How bad app QA derailed the US presidential primary
Quality assurance (QA) testing of a digital product is, unquestionably, not glamourous. I doubt you’ve ever seen the phrase ‘I have a passion for QA testing’ on a developer’s C.V.
Even so, testing is a vital step in the process of developing an app or digital service. Get it right and it’s invisible (and, sadly, uncelebrated). Get it wrong, and you could butcher your company’s reputation or, worst case, maybe skew the direction of a US presidential primary election.
Wait, what?
I am of course alluding to the fiasco at the Democratic Iowa caucuses at the start of this month. There, an unspecified ‘coding error’ in a result reporting app commissioned by the Iowa Democratic Party (for a cool $63,000, no less) caused the caucus to descend into a farcical political free for all.
On the night, party officials noticed that the app was reporting only partial data from county caucuses back to its centralised data warehouse, making it impossible for the statewide results to be reliably calculated. Predictably, this caused chaos.
Some Democratic candidates chose to claim victory, even without any results confirmed, while others, irresponsibly, poured fuel on an already inflamed situation by suggesting voters may not be able to trust the integrity of the race. Republicans also piled in to kick their political opponents.
All this could have a material impact on on the primary race, politics in America, and maybe even the presidential election.
☆ ☆ ☆ ☆
**Your instructions**
Pick up the piece on the Iowa caucus app failure after its final sentence and keep writing it. The data that comes next was taken from a different source.

**Information supplied**
☆ ☆ ☆ ☆
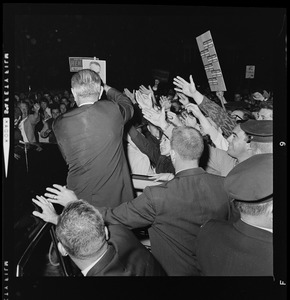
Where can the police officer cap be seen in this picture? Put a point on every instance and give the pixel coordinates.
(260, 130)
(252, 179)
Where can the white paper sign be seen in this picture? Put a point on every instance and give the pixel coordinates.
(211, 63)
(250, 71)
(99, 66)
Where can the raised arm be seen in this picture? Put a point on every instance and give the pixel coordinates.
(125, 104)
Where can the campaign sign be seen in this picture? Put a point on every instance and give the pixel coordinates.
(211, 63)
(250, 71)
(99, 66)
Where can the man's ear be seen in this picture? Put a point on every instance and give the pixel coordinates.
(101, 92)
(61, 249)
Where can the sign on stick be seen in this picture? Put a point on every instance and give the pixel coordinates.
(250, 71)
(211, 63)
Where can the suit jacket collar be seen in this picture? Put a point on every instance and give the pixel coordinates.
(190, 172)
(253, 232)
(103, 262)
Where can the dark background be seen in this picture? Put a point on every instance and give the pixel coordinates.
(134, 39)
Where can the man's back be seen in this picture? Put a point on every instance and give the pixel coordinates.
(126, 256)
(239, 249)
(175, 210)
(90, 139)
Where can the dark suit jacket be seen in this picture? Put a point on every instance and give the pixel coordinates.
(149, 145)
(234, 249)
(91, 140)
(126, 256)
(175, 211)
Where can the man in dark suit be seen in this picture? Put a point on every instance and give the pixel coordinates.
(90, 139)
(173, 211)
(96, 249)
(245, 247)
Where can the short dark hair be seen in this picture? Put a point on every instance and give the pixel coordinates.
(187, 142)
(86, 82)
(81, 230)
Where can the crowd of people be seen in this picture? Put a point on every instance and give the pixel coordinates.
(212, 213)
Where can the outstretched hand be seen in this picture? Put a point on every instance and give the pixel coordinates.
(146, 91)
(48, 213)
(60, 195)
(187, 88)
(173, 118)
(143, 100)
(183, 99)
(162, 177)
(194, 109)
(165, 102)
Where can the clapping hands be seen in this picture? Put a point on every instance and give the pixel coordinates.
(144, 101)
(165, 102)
☆ ☆ ☆ ☆
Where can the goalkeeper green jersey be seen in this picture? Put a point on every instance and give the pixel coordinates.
☆ ☆ ☆ ☆
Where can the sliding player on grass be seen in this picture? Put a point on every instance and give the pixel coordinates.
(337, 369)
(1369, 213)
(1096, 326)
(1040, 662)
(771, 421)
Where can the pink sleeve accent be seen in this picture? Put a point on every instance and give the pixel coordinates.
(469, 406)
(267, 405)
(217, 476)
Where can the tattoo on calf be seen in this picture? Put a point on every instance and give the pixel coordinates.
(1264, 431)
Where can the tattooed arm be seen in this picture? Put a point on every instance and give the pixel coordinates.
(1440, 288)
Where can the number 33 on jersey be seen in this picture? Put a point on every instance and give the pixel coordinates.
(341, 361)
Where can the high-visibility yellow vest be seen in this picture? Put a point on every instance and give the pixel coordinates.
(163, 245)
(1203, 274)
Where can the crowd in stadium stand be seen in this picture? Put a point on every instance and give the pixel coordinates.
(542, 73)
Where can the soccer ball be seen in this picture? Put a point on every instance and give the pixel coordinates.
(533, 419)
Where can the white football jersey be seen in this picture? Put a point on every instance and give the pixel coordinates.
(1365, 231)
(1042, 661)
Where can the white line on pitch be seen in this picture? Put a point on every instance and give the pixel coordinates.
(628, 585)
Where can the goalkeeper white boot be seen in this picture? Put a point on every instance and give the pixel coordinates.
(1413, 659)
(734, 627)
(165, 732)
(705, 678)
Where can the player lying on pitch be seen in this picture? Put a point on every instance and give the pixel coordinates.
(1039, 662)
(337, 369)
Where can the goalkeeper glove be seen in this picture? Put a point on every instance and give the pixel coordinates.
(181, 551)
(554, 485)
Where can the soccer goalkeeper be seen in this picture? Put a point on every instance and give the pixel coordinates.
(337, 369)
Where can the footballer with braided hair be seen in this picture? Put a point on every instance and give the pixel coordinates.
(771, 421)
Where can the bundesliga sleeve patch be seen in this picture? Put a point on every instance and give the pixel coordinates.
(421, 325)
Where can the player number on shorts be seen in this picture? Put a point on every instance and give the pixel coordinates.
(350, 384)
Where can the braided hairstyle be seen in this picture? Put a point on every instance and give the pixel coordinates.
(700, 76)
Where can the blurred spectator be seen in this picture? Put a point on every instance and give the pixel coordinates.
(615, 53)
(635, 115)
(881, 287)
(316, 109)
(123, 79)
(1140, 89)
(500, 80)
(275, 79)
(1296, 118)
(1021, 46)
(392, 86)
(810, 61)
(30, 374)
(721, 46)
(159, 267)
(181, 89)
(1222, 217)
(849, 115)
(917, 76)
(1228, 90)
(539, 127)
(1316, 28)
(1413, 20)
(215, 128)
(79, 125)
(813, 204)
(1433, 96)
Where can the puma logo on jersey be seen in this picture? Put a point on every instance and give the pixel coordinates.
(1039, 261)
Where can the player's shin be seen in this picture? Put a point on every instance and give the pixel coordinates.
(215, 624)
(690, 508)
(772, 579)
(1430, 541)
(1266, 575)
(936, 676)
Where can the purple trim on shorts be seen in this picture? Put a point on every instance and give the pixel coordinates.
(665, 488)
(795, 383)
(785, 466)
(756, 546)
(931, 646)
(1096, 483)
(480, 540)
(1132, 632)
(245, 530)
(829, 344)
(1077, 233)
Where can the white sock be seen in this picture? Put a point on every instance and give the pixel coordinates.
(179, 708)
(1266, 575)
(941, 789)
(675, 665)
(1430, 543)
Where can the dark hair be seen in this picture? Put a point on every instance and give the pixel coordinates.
☆ ☆ ☆ ☆
**Response to this exercise**
For starters, thanks to its position at the start of the race, the winner of the Iowa primary caucus tends to enjoy a burst of positive press and a big bounce in national polls. This year however press coverage was dominated by the app fiasco, meaning the normal bounce was not present for the winner and the downsides were reduced for entrants who underperformed.
Secondly, this ordeal comes at a time when American trust in politics and the integrity of elections is already shaky, meaning the country could do without avoidable mishaps like this that undermine trust further. The ordeal could have a long-lasting impact for Iowa too by adding to a groundswell of support for ditching caucusing in favour of a more conventional ballot vote.
Bad QA testing + zero user training = predictable disaster
So, how did we end up here then? How can it be that a couple of lines of code may help dictate who becomes the Democratic presidential nominee?
Well, clearly, there was a breakdown in the QA procedure at Shadow Inc – the digital studio contracted to supply the app. After all, if a product is incapable of performing the single task it was created to do, that product has no business being shipped.
Gerard Niemira, CEO of Shadow Inc, admitted as much to Bloomberg Businessweek, suggesting that the error should have been caught before caucus night:
“Yes, it was anticipate-able. Yes, we put in measures to test it. Yes, it still failed. And we own that.”
On top of the data reporting issues, many caucus leaders had problems either downloading or logging into the app, meaning they gave up trying to use it and instead flooded the ’emergency’ telephone lines to report their results.
These problems point to further issues with Shadow Inc’s QA procedures. For example, the fact that users struggled to log into the system suggests that little user testing took place before the product rollout to validate the UX of the app. This excellent Vice article highlights the ‘labyrinthine’ login and validation procedures within the app, painting this as a classic case of a bunch of techies developing a product they understand, but which is unfathomable to end-users, many of which were middle-aged or elderly volunteers.
All this adds up to making the Iowa caucus app something of a gold plated case study for a failed product rollout.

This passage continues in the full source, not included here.